┌─ Document section
Sadly an increasingly common occurrence in the current climate, making people redundant presents a ‘code red' threat to data and systems. Redundant staff, especially when the lay-off has been handled badly, may be inclined to take valuable data with them or access and disrupt systems once they have left. Rogue ex-employees might well release data onto the internet, sell it or use it in their new job.
If this sounds like a doomsday scenario, the stats show that it's already happening. In January the Ponemon Institute polled almost 1000 people in the US who had lost or left a job during 2008. Fifty-nine per cent admitted to stealing confidential information. More worrying still, a survey by Cyber-Ark found 88 per cent of UK IT professionals might take valuable and company-sensitive information if laid off.
Accenture's head of security in Europe, the Middle East and Africa, Floris van den Dool, describes the threat from rogue ex-employees as "interesting on the one hand, frightening on the other hand".
"In a recession, crime goes up because people lose their job and there is always a percentage of people who turn to crime to make a living," he says. "If you look at some of the analysis you see there is a very sharp increase in online attacks starting October last year and really correlated to the economy.
"We know there is whole fraud economy on the internet and they are always looking for people who can assist them. It is now easier to find those people. On the other hand, there are the disgruntled ex-employees who may hold a grudge against their old company. They think, ‘Hang on, am I going to use this restricted info for my own benefit, or I am going to take it to my next employer, or I am going to sell it to the competition?'. It is a combination of all that," he adds.
Despite the squeeze on budgets there is no evidence that CIOs and CSOs are spending less on security. A survey by Infosecurity Europe published in April this year found that spending on information security is likely to increase, according to 55 per cent of the 1000-plus respondents they asked, while 34 per cent expected their spending to remain the same as last year. The issue is whether the security spend is targeted accurately.
According to Van den Dool, risk assessment is paramount. "The main thing is to know what your critical information is - where would you be hurt the most if something went wrong? Where is the critical data?"
He believes there is an increasing recognition of how central this issue is to the business, and that the traditional CISO is being squeezed out. "I see the CISO perspective changing. The old CISO was an ex-IT person who may or may not have had an interest in security but who was forced to get an interest in security. What I see now is that a business person is picking up the CISO role and I think that is a very welcome development," he says.
└─
┌─ Dataset extract
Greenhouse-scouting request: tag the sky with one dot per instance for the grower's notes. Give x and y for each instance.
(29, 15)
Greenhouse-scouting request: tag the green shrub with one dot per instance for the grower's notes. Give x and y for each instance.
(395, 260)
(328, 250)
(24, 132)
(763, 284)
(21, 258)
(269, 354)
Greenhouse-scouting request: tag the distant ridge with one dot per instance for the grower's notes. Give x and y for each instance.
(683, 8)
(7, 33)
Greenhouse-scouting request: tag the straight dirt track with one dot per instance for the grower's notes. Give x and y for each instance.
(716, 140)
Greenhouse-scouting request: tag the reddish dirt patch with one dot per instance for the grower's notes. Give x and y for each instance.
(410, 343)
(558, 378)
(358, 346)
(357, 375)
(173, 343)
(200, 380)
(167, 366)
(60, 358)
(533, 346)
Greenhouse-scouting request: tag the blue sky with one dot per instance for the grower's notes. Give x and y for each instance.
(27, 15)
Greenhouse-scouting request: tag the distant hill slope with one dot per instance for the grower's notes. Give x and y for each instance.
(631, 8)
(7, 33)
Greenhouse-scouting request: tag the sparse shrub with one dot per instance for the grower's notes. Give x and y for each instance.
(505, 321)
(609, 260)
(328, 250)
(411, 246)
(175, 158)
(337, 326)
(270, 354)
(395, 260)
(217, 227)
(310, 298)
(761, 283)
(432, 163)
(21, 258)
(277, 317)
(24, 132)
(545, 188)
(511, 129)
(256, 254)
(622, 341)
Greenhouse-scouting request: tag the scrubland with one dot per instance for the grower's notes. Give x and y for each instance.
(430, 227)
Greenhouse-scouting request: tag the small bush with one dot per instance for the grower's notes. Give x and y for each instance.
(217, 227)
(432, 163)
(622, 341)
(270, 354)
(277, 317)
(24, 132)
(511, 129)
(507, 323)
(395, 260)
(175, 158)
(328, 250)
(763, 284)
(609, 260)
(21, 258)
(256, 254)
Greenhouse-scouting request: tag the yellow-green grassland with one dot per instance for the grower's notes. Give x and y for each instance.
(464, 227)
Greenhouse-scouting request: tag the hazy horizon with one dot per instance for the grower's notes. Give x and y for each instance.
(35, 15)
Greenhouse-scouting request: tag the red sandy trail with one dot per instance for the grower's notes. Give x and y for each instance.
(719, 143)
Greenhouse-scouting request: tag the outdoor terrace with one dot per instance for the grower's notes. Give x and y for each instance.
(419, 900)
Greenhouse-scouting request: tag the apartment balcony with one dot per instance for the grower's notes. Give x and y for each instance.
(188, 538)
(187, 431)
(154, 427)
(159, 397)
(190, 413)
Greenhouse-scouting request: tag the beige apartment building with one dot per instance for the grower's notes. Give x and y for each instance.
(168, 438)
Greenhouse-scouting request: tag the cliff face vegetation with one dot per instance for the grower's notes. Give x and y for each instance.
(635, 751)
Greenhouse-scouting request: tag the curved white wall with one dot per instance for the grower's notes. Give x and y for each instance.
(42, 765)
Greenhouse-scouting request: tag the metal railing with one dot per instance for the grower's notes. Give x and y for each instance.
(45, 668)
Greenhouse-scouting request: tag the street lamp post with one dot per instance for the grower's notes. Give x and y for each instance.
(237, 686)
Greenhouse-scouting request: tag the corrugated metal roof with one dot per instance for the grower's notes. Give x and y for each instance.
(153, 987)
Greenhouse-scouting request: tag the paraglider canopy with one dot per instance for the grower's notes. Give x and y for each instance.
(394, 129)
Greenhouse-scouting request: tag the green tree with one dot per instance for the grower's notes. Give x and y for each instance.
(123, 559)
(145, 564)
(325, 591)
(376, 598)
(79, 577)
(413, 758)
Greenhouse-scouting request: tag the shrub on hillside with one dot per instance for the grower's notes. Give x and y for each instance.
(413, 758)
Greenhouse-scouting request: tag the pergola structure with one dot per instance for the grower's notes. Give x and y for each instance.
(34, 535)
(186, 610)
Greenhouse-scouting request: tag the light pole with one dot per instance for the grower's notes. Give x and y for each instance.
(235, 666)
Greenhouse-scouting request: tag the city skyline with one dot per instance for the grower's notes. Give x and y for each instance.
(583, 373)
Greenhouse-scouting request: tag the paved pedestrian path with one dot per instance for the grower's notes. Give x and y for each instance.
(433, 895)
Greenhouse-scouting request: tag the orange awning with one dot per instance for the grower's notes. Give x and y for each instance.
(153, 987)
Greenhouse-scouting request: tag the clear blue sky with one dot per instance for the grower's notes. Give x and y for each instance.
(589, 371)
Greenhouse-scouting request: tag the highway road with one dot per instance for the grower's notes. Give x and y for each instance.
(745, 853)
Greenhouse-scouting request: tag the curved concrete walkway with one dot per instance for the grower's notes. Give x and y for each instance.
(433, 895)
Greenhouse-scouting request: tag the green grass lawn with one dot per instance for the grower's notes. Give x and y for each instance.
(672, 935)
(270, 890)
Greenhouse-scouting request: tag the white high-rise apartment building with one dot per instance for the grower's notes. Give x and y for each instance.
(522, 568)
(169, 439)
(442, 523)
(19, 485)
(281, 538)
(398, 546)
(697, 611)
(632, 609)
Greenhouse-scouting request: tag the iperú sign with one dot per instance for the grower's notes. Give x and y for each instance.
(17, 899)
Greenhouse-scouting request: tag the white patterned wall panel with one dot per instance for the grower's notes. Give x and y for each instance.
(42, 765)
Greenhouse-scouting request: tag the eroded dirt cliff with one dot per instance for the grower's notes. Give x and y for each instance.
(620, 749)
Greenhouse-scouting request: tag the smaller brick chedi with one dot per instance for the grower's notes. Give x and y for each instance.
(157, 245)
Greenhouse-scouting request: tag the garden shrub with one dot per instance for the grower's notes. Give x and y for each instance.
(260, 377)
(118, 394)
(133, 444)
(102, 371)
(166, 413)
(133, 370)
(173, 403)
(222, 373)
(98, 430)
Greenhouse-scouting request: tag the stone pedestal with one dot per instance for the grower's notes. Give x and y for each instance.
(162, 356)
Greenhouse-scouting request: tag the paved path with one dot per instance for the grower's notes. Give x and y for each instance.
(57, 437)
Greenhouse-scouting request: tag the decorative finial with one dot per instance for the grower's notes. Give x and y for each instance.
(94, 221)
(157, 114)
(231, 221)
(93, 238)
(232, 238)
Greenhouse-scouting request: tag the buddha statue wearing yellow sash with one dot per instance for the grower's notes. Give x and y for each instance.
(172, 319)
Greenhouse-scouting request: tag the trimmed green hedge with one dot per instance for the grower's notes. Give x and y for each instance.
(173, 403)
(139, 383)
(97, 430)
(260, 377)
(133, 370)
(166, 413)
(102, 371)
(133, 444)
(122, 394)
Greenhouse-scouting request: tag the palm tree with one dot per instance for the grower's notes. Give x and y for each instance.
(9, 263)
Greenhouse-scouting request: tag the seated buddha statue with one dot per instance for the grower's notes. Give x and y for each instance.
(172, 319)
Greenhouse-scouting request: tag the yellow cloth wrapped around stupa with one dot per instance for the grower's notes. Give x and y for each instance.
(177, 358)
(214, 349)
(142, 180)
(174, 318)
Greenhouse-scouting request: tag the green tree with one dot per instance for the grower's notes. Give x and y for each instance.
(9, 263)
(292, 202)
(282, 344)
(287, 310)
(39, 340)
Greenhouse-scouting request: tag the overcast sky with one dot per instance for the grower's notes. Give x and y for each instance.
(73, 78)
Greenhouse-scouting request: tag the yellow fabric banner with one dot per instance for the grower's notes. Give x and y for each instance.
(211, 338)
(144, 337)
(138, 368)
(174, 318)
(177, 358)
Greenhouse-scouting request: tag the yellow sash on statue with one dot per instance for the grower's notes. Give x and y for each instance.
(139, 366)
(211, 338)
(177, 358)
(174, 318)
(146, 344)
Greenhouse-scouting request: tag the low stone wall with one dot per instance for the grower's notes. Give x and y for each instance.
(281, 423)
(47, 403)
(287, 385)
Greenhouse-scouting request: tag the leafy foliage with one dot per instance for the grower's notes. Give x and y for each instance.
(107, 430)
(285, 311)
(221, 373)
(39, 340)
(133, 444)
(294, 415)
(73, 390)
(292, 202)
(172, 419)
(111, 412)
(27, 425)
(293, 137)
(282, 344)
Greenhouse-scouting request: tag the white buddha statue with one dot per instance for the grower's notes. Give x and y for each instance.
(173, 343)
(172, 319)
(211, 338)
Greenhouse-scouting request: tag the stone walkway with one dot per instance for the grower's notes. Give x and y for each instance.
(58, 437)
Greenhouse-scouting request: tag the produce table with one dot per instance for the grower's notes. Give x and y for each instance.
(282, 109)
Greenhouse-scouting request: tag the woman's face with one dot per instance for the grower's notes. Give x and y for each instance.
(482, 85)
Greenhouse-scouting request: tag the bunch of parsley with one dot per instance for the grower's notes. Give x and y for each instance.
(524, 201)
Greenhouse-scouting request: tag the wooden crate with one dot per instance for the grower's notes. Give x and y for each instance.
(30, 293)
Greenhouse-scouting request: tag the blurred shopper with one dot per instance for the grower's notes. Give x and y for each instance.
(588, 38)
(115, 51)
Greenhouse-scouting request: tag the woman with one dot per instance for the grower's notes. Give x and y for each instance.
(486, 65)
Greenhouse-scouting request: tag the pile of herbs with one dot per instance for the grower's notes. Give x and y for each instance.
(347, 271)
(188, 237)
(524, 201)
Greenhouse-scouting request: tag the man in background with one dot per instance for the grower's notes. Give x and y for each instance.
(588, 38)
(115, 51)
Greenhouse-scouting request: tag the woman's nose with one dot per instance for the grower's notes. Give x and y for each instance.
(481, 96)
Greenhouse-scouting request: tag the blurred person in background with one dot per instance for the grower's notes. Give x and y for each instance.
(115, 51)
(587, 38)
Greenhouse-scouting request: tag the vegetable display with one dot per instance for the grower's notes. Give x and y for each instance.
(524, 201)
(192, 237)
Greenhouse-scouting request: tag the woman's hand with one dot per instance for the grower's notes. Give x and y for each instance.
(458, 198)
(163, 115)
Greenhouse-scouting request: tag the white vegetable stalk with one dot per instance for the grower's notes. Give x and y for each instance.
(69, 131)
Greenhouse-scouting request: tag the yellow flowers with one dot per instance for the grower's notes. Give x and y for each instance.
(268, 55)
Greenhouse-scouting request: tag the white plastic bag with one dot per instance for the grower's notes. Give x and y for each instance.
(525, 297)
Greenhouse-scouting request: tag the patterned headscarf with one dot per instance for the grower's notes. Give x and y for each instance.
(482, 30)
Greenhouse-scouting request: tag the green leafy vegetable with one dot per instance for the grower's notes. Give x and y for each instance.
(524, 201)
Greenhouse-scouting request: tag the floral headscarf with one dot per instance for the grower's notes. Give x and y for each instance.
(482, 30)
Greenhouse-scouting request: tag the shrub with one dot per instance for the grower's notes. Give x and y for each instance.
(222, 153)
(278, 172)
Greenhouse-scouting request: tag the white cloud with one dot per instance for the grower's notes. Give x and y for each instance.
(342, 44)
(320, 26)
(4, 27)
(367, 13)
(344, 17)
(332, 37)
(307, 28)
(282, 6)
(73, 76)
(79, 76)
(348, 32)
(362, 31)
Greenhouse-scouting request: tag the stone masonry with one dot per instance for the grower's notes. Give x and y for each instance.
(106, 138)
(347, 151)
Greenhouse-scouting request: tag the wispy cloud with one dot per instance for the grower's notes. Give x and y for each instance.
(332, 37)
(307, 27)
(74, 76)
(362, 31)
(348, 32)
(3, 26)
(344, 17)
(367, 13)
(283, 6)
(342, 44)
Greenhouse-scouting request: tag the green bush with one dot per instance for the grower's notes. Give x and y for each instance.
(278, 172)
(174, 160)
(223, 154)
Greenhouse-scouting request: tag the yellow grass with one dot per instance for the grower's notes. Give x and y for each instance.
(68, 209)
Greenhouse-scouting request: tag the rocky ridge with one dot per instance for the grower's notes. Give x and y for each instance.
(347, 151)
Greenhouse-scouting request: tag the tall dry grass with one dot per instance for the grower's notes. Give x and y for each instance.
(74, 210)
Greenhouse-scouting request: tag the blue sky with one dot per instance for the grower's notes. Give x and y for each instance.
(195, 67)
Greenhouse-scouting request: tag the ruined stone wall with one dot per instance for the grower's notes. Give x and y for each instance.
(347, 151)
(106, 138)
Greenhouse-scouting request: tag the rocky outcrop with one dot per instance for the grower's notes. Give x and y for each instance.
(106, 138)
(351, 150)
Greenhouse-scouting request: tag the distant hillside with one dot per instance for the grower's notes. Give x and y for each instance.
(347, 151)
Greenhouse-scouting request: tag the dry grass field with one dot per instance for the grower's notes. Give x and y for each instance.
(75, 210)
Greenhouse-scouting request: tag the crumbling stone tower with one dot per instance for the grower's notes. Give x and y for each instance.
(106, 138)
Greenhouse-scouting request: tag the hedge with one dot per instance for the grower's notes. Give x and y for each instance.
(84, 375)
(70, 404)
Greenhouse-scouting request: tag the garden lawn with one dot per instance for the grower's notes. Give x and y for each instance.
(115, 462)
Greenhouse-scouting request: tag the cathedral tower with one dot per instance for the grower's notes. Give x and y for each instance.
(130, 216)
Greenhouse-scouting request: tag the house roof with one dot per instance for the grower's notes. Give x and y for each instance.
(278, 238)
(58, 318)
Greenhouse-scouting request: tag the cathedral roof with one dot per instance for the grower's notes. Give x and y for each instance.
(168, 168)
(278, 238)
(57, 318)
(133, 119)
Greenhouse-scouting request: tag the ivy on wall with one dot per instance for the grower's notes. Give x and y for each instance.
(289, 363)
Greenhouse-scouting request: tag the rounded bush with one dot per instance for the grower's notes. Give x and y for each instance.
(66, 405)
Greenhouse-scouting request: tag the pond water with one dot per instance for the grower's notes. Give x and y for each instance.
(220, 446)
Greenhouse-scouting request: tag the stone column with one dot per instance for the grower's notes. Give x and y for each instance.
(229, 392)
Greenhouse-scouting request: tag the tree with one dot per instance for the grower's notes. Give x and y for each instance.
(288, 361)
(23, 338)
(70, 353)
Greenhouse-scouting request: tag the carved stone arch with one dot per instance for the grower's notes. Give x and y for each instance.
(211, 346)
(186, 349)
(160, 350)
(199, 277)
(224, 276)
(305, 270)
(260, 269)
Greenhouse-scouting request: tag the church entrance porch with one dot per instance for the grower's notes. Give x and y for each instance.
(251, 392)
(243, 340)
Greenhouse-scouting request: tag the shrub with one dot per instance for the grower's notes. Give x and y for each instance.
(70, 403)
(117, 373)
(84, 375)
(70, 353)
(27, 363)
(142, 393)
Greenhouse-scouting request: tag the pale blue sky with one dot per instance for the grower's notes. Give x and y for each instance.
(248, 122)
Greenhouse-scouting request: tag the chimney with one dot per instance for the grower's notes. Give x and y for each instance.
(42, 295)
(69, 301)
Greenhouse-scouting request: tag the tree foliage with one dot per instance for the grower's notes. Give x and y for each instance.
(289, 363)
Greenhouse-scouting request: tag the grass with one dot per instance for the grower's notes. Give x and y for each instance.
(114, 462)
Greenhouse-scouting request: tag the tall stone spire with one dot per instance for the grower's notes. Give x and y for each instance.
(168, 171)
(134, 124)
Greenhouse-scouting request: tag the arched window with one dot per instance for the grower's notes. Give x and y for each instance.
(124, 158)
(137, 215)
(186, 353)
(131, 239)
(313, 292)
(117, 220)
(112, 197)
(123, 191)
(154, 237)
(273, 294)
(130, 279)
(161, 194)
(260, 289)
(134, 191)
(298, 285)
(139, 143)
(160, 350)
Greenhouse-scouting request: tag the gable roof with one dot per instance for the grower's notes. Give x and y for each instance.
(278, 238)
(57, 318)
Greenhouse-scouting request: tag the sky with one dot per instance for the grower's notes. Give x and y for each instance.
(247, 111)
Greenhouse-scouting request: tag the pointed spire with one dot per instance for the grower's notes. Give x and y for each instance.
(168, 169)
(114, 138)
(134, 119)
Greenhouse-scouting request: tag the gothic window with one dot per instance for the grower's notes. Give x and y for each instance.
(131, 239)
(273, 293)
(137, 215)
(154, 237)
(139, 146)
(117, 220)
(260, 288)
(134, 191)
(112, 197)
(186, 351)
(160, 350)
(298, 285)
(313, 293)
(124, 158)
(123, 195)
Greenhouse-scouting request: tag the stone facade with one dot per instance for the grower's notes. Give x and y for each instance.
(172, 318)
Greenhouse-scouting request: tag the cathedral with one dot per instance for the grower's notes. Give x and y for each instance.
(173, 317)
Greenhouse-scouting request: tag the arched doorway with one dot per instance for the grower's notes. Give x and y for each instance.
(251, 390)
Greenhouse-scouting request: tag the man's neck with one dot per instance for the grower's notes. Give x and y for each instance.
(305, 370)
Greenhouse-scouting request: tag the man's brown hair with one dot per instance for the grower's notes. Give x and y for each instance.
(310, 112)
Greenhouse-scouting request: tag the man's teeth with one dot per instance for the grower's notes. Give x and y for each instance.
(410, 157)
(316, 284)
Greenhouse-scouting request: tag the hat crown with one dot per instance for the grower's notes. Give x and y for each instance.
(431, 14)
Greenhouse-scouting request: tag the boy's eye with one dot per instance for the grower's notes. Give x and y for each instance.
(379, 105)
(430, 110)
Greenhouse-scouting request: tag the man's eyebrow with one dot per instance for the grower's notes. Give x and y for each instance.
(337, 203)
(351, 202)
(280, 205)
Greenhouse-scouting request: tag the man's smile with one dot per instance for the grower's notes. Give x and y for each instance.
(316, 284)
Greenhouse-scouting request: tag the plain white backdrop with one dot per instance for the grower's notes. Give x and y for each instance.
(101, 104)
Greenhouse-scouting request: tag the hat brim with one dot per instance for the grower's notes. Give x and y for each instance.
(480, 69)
└─
_Challenge A_. Pick out every line of the entries above that contains the string "dirt", matching case exactly.
_Challenge B_. Please carry on the article about data theft by laid-off staff, starting after its last paragraph.

_Reply A_.
Greenhouse-scouting request: tag the straight dirt track with one dot per instance for the grower's notes. Give x and y for each instance.
Greenhouse-scouting request: tag the reddish dirt patch with one dot per instance for the grower's notes. Give x and y for each instance.
Greenhouse-scouting request: tag the eroded dirt cliff with one dot per instance for the grower's notes. Give x and y for each instance.

_Reply B_.
Fran Howarth, principal analyst at research firm Quocirca, carried out a survey of 100 large US and UK organisations, asking them who they thought should be responsible for this area of concern. The overwelming response was that it should be the CIO.
"It is rife that people get back into systems. We have also got the problem that if people think they are going to be made unemployed they start gathering the information they need beforehand or they are going to secure some way of getting back into the system that no-one knows about," she says.
"CIOs really need watertight, role-based access controls. So many apps have their own user access and you have to be checking that the permissions are as they should be and that someone for example doesn't move from one role to another and retain their old permissions. This needs to be done with very watertight reporting and audit capabilities, and putting in this type of system is a big, expensive project."
For this reason she believes software as a service and cloud access control solutions offering managed authentication are becoming much more important to all but the very largest enterprises.
"CIOs should be looking at tools like those locking down what people can take out of the organisation and they can also extend this into databases as these products are starting to come out. Symantec and RSA are just bringing them out."
Large organisations using a system of shared passwords or privileged user log-on IDs to manage access to their systems and applications are especially vulnerable to access by rogue ex-employees. Where there are ‘God accounts', one master account has to be shared among administrators and while CIOs and CSOs tell users over and again to keep their passwords to themselves, change them regularly and make it a complicated combination of letters and numbers, the most powerful IDs on any system tend to be shared, written down, and typically not changed very often because every time it is changed you have to tell everyone sharing the account.
Aaron Slater, business protection manager at financial services firm Irish Life, focuses on employee IDs in the branch network as employees leave and change branches. "The organisation had gone through a number of acquisitions and mergers, which from an operational point of view had meant log-on IDs had moved into parts of the business from various back end systems.
"There were issues around the whole ‘I have log-on ID 1 for system A, I have log-on ID 2 for system B' because of the different systems from the different companies they may have originally come from."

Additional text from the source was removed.